[Start Extracted data]

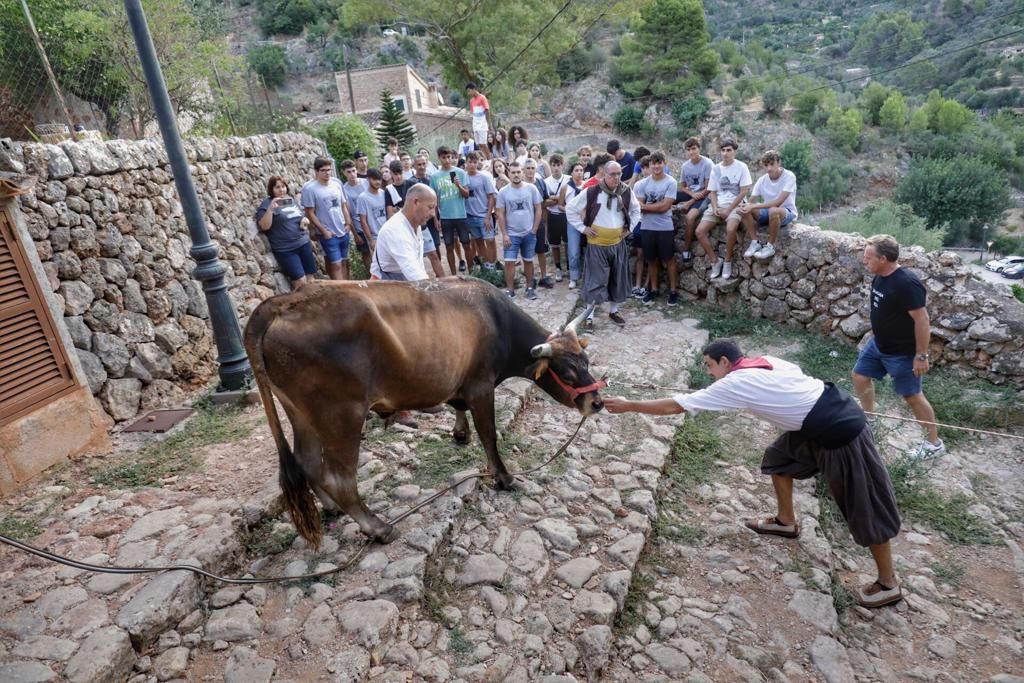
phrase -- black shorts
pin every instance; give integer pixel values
(855, 474)
(542, 240)
(455, 226)
(557, 224)
(657, 245)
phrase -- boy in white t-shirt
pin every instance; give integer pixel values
(727, 187)
(777, 189)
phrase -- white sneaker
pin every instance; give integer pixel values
(765, 252)
(927, 451)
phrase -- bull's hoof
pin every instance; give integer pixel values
(507, 481)
(385, 534)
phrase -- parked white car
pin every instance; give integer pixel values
(1000, 264)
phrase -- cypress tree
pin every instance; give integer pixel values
(393, 123)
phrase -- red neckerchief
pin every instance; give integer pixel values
(745, 364)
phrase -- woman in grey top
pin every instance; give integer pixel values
(280, 217)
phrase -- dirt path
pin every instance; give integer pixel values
(623, 561)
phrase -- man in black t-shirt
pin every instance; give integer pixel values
(899, 345)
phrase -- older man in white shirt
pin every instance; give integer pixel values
(399, 243)
(605, 213)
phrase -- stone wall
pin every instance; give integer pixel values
(111, 235)
(816, 280)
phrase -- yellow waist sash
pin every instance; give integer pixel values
(606, 237)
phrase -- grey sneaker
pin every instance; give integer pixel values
(927, 451)
(766, 252)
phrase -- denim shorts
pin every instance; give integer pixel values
(521, 244)
(335, 248)
(297, 263)
(478, 229)
(877, 365)
(763, 217)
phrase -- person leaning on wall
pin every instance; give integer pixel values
(281, 218)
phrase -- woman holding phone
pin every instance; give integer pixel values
(281, 218)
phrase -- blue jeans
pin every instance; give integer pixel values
(877, 365)
(521, 244)
(572, 248)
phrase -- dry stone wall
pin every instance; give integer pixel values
(816, 280)
(113, 241)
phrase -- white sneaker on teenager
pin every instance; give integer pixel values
(766, 252)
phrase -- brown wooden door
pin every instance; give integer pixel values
(34, 367)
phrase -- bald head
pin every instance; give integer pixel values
(421, 202)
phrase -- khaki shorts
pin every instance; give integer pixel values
(711, 217)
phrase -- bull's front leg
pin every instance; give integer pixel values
(482, 409)
(461, 431)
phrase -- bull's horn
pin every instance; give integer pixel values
(571, 327)
(542, 351)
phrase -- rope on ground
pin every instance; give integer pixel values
(52, 557)
(649, 385)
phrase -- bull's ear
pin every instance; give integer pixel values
(540, 368)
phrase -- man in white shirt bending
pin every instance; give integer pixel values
(399, 245)
(825, 433)
(777, 189)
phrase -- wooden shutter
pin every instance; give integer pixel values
(34, 367)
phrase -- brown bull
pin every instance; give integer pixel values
(333, 351)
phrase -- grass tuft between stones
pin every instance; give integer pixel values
(178, 454)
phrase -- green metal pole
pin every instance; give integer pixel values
(232, 363)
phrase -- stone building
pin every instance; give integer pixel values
(420, 100)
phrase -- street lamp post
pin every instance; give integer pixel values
(232, 363)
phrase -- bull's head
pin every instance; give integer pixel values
(562, 369)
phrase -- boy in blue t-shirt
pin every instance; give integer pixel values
(452, 185)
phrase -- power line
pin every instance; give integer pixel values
(849, 59)
(913, 61)
(510, 62)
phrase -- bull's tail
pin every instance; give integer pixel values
(296, 496)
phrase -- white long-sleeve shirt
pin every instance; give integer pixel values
(606, 218)
(399, 249)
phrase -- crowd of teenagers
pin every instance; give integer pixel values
(607, 221)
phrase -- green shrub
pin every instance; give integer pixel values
(344, 135)
(269, 62)
(896, 219)
(628, 120)
(774, 98)
(689, 111)
(892, 116)
(943, 190)
(798, 155)
(844, 129)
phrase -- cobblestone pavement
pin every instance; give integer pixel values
(606, 565)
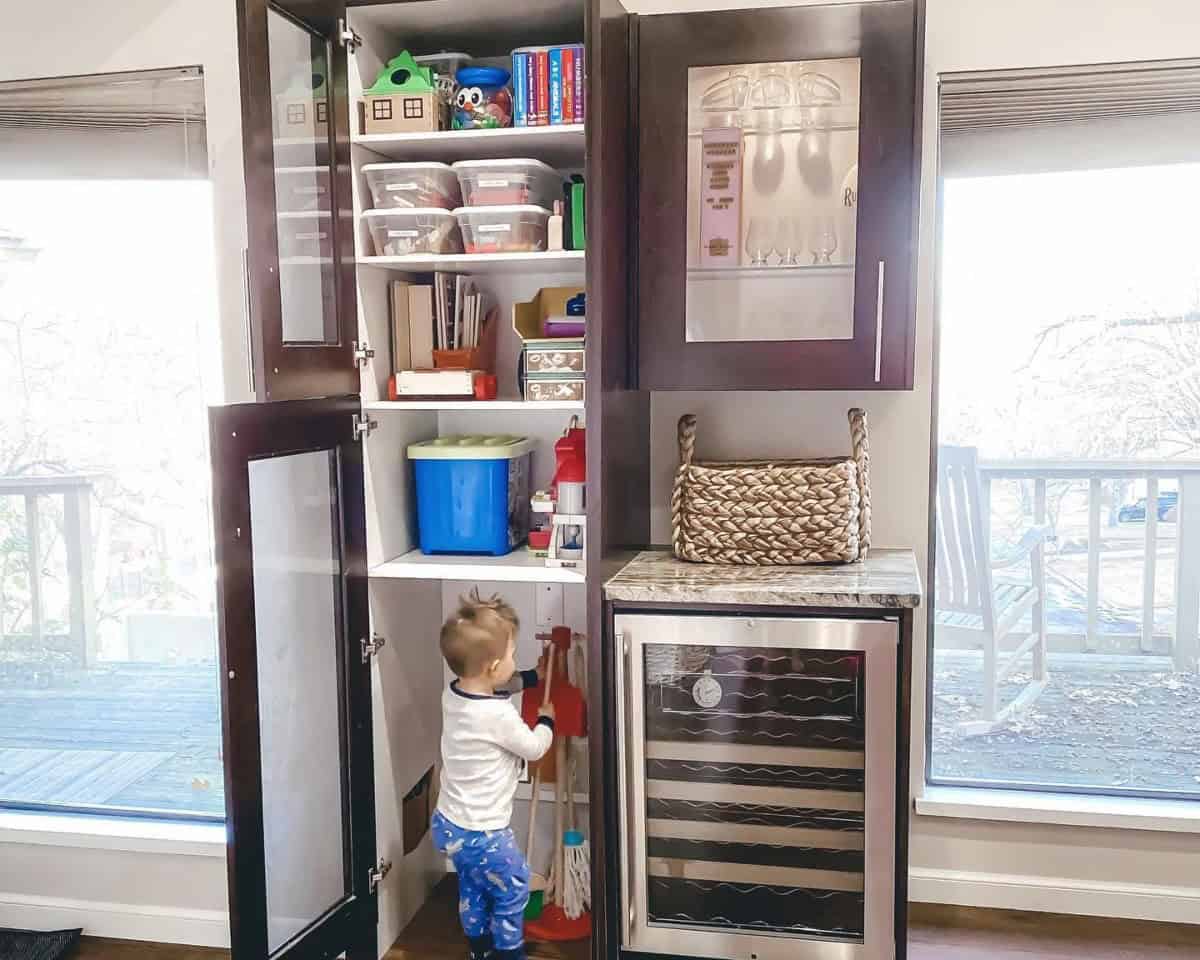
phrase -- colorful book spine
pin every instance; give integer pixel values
(520, 91)
(543, 89)
(532, 89)
(556, 85)
(568, 85)
(579, 81)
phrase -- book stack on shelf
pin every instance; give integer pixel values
(443, 337)
(549, 85)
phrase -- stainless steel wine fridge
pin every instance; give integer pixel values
(757, 786)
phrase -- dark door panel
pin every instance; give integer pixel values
(291, 551)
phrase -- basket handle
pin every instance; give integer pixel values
(862, 454)
(687, 438)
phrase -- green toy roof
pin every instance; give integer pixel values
(403, 75)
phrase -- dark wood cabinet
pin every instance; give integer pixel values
(777, 197)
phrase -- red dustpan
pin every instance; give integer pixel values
(555, 925)
(570, 708)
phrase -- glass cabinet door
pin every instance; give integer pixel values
(772, 201)
(760, 765)
(291, 549)
(777, 197)
(300, 239)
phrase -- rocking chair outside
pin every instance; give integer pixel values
(971, 610)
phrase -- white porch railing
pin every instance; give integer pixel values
(1185, 642)
(76, 492)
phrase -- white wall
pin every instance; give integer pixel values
(966, 862)
(141, 895)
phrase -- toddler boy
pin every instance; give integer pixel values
(485, 745)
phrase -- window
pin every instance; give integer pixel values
(1067, 516)
(108, 357)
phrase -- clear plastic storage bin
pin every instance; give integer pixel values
(520, 228)
(397, 233)
(491, 183)
(412, 185)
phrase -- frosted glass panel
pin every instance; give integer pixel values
(300, 111)
(297, 617)
(772, 201)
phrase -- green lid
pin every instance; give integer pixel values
(472, 447)
(403, 75)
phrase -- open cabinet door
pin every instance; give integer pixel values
(299, 210)
(295, 688)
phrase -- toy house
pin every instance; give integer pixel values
(403, 99)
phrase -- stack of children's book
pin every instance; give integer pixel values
(549, 85)
(443, 335)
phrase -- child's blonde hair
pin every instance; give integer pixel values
(478, 634)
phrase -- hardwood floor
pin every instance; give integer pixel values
(939, 933)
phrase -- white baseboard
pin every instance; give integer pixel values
(1085, 898)
(203, 928)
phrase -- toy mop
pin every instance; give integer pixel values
(565, 892)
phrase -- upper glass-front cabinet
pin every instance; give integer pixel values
(300, 238)
(777, 197)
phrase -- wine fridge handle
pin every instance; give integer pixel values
(628, 907)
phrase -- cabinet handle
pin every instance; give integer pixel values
(623, 785)
(879, 327)
(250, 319)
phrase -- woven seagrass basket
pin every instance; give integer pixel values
(759, 513)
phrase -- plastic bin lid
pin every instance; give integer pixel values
(408, 211)
(429, 165)
(509, 208)
(472, 447)
(513, 163)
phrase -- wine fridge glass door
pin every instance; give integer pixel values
(760, 786)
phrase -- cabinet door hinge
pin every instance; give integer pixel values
(372, 647)
(363, 353)
(363, 425)
(376, 875)
(347, 35)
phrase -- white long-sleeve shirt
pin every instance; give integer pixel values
(485, 747)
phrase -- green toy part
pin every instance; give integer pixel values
(403, 75)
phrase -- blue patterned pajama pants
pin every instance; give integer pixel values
(493, 881)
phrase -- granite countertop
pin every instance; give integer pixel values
(886, 579)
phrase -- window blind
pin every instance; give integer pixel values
(996, 123)
(139, 125)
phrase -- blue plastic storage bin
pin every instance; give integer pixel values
(472, 493)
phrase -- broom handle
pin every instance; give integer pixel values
(537, 773)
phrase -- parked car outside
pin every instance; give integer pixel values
(1167, 503)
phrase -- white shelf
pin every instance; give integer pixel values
(564, 261)
(558, 145)
(474, 406)
(520, 567)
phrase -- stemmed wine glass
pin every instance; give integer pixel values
(822, 238)
(759, 240)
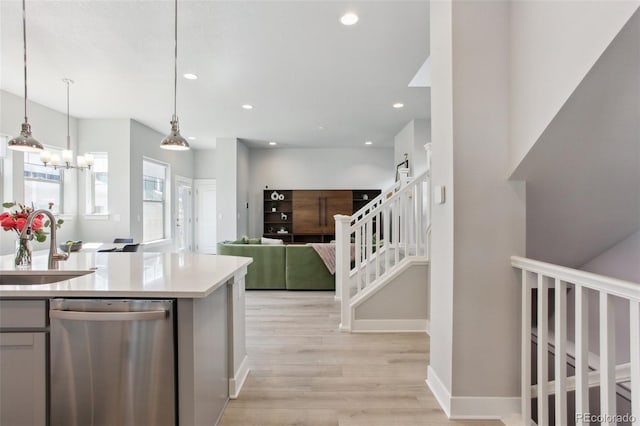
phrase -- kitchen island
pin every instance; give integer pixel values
(210, 345)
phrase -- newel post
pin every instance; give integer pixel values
(343, 263)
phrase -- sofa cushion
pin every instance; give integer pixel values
(305, 270)
(267, 270)
(271, 241)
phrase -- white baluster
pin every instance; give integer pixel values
(560, 329)
(607, 358)
(525, 365)
(367, 250)
(582, 353)
(634, 338)
(418, 220)
(543, 350)
(396, 231)
(343, 236)
(386, 218)
(377, 242)
(358, 254)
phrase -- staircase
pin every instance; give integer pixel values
(384, 247)
(553, 393)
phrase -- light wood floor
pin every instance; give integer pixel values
(304, 371)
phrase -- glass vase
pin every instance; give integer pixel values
(23, 254)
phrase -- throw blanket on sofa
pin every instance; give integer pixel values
(327, 252)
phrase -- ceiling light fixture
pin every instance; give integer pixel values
(349, 18)
(84, 161)
(25, 142)
(174, 141)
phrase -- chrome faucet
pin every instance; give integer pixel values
(54, 256)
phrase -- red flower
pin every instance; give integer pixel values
(20, 222)
(8, 223)
(36, 224)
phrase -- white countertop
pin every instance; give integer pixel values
(129, 275)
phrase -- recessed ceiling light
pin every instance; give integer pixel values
(349, 18)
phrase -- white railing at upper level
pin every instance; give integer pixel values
(392, 227)
(570, 283)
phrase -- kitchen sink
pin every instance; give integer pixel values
(38, 277)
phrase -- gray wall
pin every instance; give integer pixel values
(145, 143)
(411, 140)
(226, 188)
(582, 175)
(205, 163)
(112, 137)
(330, 168)
(474, 346)
(553, 45)
(406, 297)
(243, 189)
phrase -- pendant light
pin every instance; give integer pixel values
(174, 141)
(25, 142)
(83, 162)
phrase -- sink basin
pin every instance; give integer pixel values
(38, 277)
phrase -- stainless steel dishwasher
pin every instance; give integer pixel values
(112, 362)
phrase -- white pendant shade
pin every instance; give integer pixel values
(24, 141)
(174, 141)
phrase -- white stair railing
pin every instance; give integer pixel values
(566, 282)
(392, 227)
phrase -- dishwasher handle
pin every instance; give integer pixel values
(108, 316)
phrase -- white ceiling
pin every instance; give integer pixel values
(313, 81)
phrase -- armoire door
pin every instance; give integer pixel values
(307, 212)
(335, 202)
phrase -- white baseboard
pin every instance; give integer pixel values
(469, 407)
(389, 326)
(439, 390)
(236, 382)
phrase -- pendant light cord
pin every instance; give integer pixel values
(68, 137)
(175, 60)
(24, 40)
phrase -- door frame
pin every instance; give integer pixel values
(184, 182)
(198, 183)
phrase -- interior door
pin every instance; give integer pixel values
(184, 214)
(335, 202)
(205, 216)
(307, 212)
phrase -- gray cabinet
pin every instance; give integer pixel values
(23, 358)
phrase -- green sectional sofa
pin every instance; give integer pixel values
(280, 267)
(268, 268)
(305, 270)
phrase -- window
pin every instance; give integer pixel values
(154, 195)
(42, 185)
(98, 184)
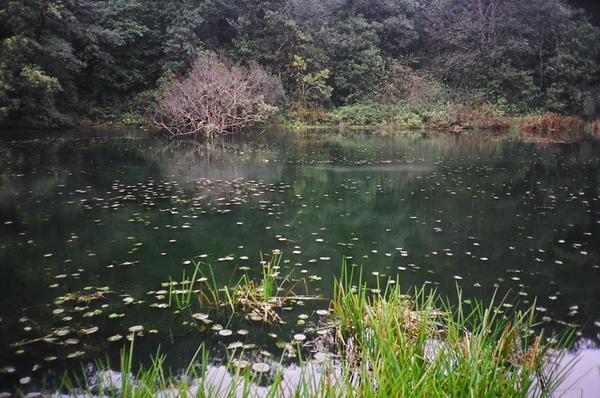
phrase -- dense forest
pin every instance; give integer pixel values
(357, 61)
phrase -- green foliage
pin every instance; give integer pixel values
(61, 60)
(364, 114)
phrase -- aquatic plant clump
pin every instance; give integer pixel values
(383, 343)
(420, 345)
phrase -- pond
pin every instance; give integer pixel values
(95, 228)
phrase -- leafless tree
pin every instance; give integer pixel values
(215, 97)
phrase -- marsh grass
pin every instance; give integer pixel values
(258, 300)
(421, 345)
(386, 344)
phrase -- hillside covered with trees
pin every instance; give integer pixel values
(408, 62)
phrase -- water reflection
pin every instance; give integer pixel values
(81, 212)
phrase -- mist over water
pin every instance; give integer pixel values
(92, 227)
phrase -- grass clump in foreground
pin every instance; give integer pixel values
(388, 345)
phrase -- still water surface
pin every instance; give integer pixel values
(94, 224)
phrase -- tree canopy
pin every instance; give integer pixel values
(62, 61)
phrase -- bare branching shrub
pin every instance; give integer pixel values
(215, 97)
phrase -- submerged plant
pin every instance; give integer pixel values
(388, 344)
(257, 300)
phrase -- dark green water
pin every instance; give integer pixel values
(93, 224)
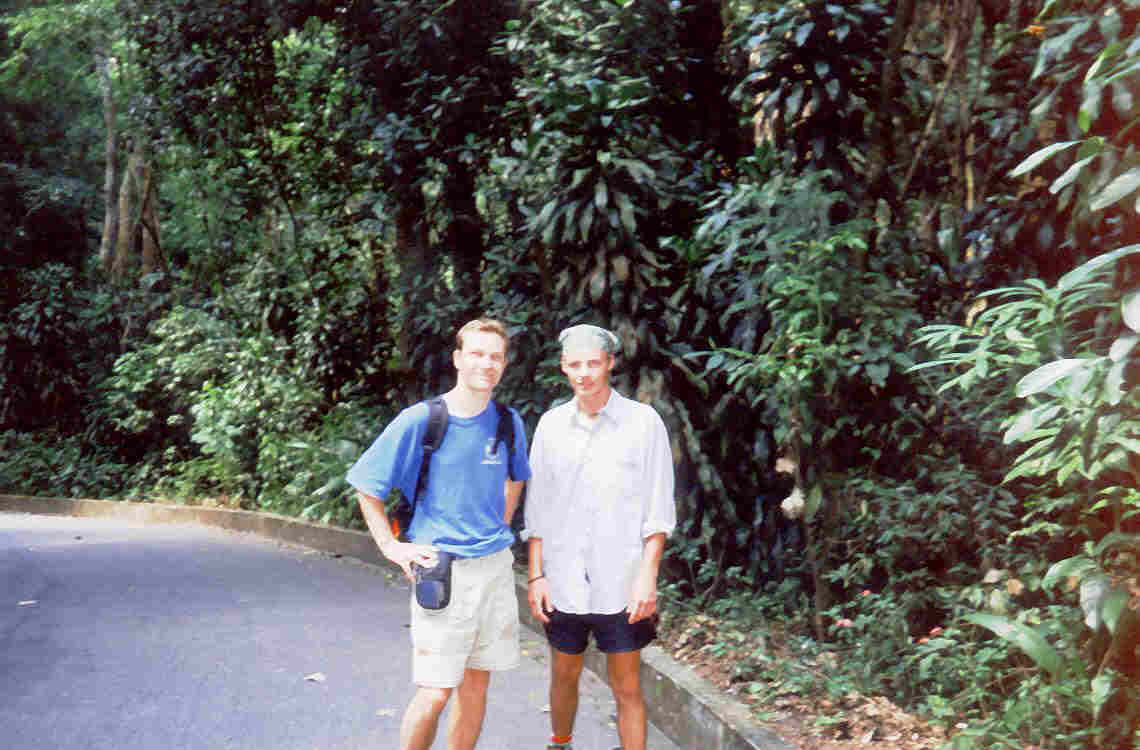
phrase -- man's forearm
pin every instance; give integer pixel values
(652, 553)
(373, 511)
(512, 491)
(535, 557)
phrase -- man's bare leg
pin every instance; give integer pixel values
(417, 731)
(466, 719)
(566, 670)
(625, 681)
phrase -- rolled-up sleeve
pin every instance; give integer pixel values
(660, 507)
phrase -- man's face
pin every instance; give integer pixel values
(481, 361)
(588, 371)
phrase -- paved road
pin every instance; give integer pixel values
(170, 637)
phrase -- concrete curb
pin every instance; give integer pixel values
(682, 704)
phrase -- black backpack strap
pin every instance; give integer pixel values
(433, 437)
(505, 433)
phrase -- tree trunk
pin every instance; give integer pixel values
(153, 259)
(108, 242)
(137, 198)
(125, 236)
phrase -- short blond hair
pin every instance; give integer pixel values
(483, 325)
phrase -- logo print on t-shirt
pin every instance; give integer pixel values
(490, 454)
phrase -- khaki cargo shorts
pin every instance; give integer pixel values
(478, 629)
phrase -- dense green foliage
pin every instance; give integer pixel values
(874, 258)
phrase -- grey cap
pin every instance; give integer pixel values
(585, 336)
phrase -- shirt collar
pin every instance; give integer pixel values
(611, 410)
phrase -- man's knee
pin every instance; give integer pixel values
(625, 676)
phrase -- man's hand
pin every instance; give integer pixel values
(405, 553)
(643, 598)
(538, 595)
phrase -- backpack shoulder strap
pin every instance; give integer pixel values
(504, 433)
(433, 437)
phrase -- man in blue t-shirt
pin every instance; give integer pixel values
(465, 511)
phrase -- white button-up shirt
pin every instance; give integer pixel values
(599, 489)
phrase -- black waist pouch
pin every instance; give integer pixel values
(433, 585)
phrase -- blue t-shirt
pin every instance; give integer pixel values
(462, 510)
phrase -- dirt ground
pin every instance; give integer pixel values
(805, 722)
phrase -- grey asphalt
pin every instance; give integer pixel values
(176, 636)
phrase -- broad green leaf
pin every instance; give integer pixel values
(626, 208)
(1114, 382)
(1122, 347)
(1115, 190)
(601, 195)
(1039, 156)
(1101, 690)
(1077, 567)
(1069, 174)
(813, 502)
(1130, 310)
(1045, 375)
(1024, 637)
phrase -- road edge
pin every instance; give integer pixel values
(682, 704)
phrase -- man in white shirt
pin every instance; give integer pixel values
(599, 508)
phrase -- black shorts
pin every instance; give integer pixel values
(612, 633)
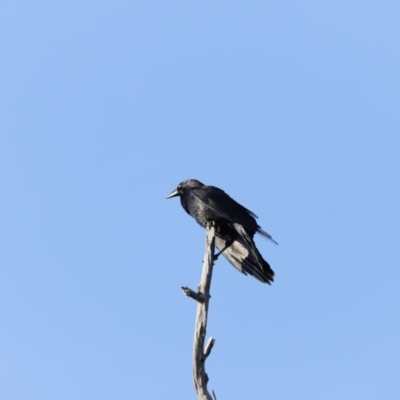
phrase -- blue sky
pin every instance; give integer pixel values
(291, 107)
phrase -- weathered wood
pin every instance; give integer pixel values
(201, 352)
(192, 294)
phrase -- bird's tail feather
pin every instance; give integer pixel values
(246, 259)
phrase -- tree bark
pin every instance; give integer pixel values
(202, 296)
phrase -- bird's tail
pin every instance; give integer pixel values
(246, 258)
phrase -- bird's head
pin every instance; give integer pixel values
(184, 186)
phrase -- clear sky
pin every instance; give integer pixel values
(291, 107)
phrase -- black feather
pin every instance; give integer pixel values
(235, 226)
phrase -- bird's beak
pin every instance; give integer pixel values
(174, 194)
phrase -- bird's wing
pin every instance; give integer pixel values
(222, 204)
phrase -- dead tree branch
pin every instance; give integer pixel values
(202, 296)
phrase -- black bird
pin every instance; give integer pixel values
(235, 226)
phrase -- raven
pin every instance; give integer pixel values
(235, 226)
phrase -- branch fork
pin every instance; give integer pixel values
(202, 296)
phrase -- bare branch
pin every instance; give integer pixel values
(194, 295)
(209, 346)
(200, 353)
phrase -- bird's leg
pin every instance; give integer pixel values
(227, 244)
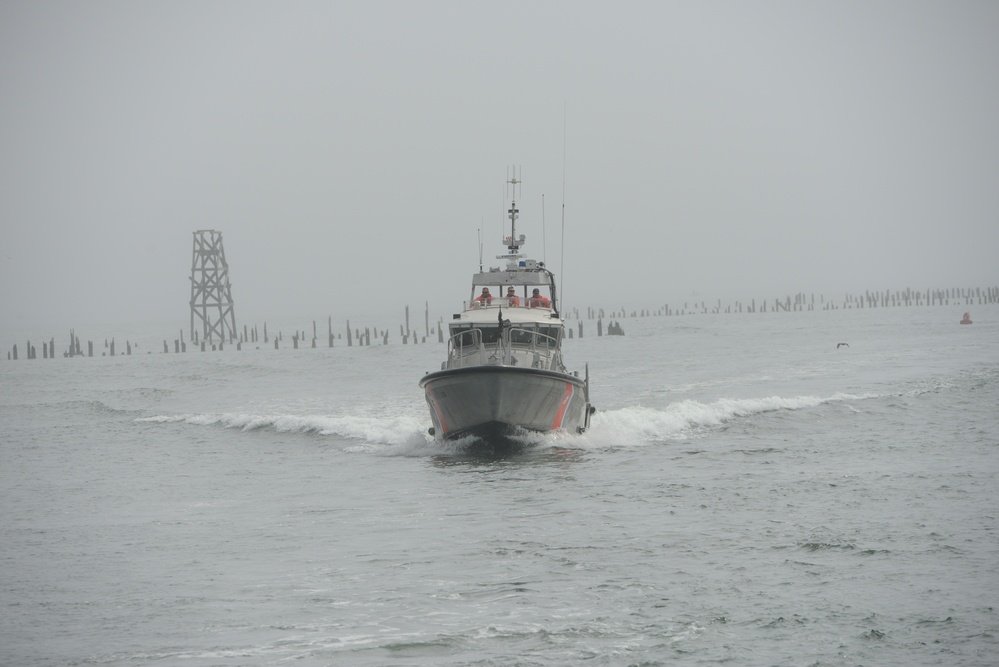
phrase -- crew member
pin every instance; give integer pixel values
(485, 298)
(538, 301)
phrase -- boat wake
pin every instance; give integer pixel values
(406, 434)
(688, 419)
(396, 430)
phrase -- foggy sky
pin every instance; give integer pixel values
(350, 151)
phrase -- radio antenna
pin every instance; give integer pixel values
(544, 241)
(562, 258)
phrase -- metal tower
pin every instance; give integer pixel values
(211, 296)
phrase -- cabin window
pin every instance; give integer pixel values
(522, 336)
(463, 336)
(549, 337)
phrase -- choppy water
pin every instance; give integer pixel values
(748, 494)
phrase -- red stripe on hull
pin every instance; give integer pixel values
(563, 406)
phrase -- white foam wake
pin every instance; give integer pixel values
(393, 430)
(684, 418)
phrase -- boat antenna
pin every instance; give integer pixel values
(513, 244)
(544, 241)
(561, 261)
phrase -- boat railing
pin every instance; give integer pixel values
(529, 303)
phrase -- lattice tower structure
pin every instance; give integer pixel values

[End Extracted data]

◆ Written exercise ◆
Only the lines from the line containing "phrase -- tree bark" through the end of the data are to be reproduced, exactly and with both ends included; pictures are omitted.

◆ The answer ◆
phrase -- tree bark
pin every instance; give integer pixel values
(202, 296)
phrase -- bird's tail
pin every instance; give integer pixel values
(246, 258)
phrase -- bird's head
pin every instance; give integer pixel values
(184, 186)
phrase -- clear sky
pin every instance; give integer pixel values
(291, 107)
phrase -- black feather
pin every instance; give integer pixel values
(235, 226)
phrase -- bird's beak
pin every instance; give integer pixel values
(174, 194)
phrase -- bird's wing
pin every instance; give integer pixel values
(222, 204)
phrase -- dead tree branch
pin every instance; give integer pixel values
(202, 296)
phrase -- black bird
pin every instance; give integer pixel values
(235, 226)
phrase -- raven
pin every instance; give integer pixel values
(235, 226)
phrase -- branch fork
pin every instance; give integer pixel values
(202, 296)
phrase -- bare branch
pin every instance; give integer pixel values
(194, 295)
(209, 346)
(200, 353)
phrase -- bird's leg
pin every instance; give integer pixel values
(227, 244)
phrase -- crew member
pin every instance; give integer pixel values
(485, 298)
(538, 301)
phrase -- boat wake
pin every instance; give integer pixel values
(406, 434)
(688, 419)
(396, 430)
phrase -- foggy sky
pin every instance; give integer pixel values
(350, 151)
phrase -- radio antenna
pin every instance; give integer pixel values
(544, 241)
(562, 258)
phrase -- metal tower
pin every instance; give integer pixel values
(211, 296)
phrase -- cabin window
pin every instance; give integer pixel values
(522, 336)
(463, 336)
(549, 337)
phrase -- choppy water
pin every instance; give integer pixel values
(748, 494)
phrase -- red stripe on hull
pin every instance; give integer pixel values
(563, 406)
phrase -- white foam wake
pin every instance; give integer pixel values
(393, 430)
(684, 418)
phrase -- boat antenna
pin every instance; give integer pixel values
(513, 244)
(544, 241)
(561, 261)
phrase -- boat railing
pin every instance; give integer pixel values
(529, 303)
phrase -- lattice tower structure
pin every instance; give integer pixel values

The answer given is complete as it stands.